== Extrait du texte

Saint-Simon était en proie à ce ravissement lorsqu’il rédigea le long mémoire qui a pour titre : Estat des changemens arrivés à la dignité de duc et pair de France dont le texte autographe se trouve au dépôt des Affaires étrangères, et qui a été publié par M. Faugère, mémoire où les questions de préséance, de tabourets, de carreaux, de bonnets, de housse, de manteaux, semblent seules l’avoir préoccupé. Il ne nous dit point quelle impression reçut de ce mémoire le Duc de Bourgogne qui se serait borné à en remercier l’auteur en lui disant qu’il le lirait à Fontainebleau. On aimerait à penser qu’il en apprécia la futilité, et qu’il attachait au l’établissement des ducs et pairs dans leurs dignités anciennes d’autres conséquences que de misérables satisfactions d’étiquette.

====
== Lignes de données

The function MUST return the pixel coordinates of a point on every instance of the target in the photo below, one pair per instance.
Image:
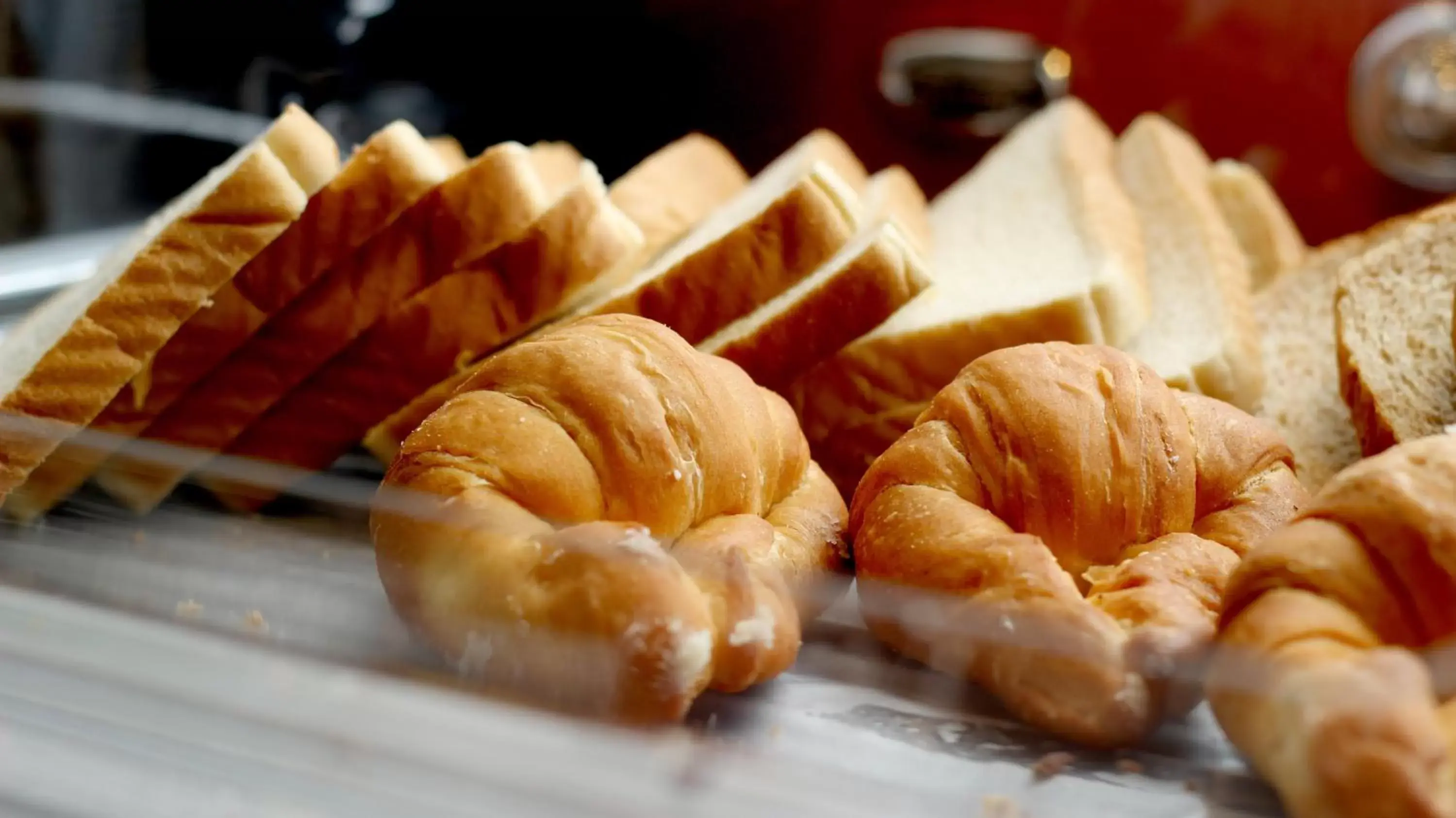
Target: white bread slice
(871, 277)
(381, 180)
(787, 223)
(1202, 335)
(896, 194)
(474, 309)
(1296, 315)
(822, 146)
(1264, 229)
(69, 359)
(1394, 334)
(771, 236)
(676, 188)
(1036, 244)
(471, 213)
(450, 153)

====
== Lignes de données

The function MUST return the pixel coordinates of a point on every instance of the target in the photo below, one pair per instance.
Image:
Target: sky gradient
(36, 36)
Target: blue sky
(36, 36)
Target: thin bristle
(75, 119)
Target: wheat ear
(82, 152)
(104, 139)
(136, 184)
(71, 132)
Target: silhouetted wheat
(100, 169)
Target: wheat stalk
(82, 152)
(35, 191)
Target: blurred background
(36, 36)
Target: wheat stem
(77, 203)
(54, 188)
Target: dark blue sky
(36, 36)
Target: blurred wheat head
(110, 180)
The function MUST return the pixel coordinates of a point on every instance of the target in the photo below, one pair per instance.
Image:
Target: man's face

====

Énoncé du problème
Dans le passage sur Saint-Simon, condensez sous forme de liste le paragraphe qui commence par « Saint-Simon était en proie » en gardant ses faits principaux.

Réponse
- Saint-Simon, en proie à ce ravissement, rédigea un long mémoire intitulé « Estat des changemens arrivés à la dignité de duc et pair de France ».
- Le texte autographe se trouve au dépôt des Affaires étrangères, et le mémoire a été publié par M. Faugère.
- Seules les questions de préséance, de tabourets, de carreaux, de bonnets, de housse et de manteaux semblent l'y avoir préoccupé.
- Saint-Simon ne dit pas quelle impression ce mémoire fit sur le Duc de Bourgogne. Celui-ci se serait borné à remercier l'auteur en lui disant qu'il le lirait à Fontainebleau.
- On aimerait penser que le Duc en apprécia la futilité. On aimerait aussi croire qu'il attachait à l'établissement des ducs et pairs dans leurs dignités anciennes d'autres conséquences que de misérables satisfactions d'étiquette.